● **Work instructions**
Whenever the word "below" shows up in a line of the data, copy that line.

(Collected data entries)
((
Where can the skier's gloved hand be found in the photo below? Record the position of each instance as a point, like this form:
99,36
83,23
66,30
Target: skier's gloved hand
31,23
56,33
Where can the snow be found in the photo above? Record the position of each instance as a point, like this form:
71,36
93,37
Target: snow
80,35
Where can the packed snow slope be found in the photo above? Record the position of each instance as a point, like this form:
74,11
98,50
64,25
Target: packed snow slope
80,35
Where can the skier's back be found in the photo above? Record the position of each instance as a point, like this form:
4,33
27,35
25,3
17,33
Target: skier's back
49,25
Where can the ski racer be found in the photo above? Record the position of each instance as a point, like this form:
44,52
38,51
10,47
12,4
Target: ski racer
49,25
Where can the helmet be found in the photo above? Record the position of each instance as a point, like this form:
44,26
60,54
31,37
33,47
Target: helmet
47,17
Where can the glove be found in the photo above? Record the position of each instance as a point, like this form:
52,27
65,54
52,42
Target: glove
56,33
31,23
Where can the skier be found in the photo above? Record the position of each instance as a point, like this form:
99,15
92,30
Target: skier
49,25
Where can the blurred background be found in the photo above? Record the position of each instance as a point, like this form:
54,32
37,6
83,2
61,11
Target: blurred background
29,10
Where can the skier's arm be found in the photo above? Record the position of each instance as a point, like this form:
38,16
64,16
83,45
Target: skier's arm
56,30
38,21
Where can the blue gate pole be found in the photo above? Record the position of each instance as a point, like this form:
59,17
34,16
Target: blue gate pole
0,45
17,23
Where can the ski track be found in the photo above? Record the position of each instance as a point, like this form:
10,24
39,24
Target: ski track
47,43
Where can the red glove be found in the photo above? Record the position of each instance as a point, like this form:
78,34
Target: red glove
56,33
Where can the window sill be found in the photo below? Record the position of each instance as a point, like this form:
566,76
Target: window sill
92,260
))
● **Response to this task**
Where can the skier's gloved hand be found in the photo below? Record the position of each instance as a point, like this form:
Where can the window sill be found in the photo below? Record the position of each instance as a point, like this form:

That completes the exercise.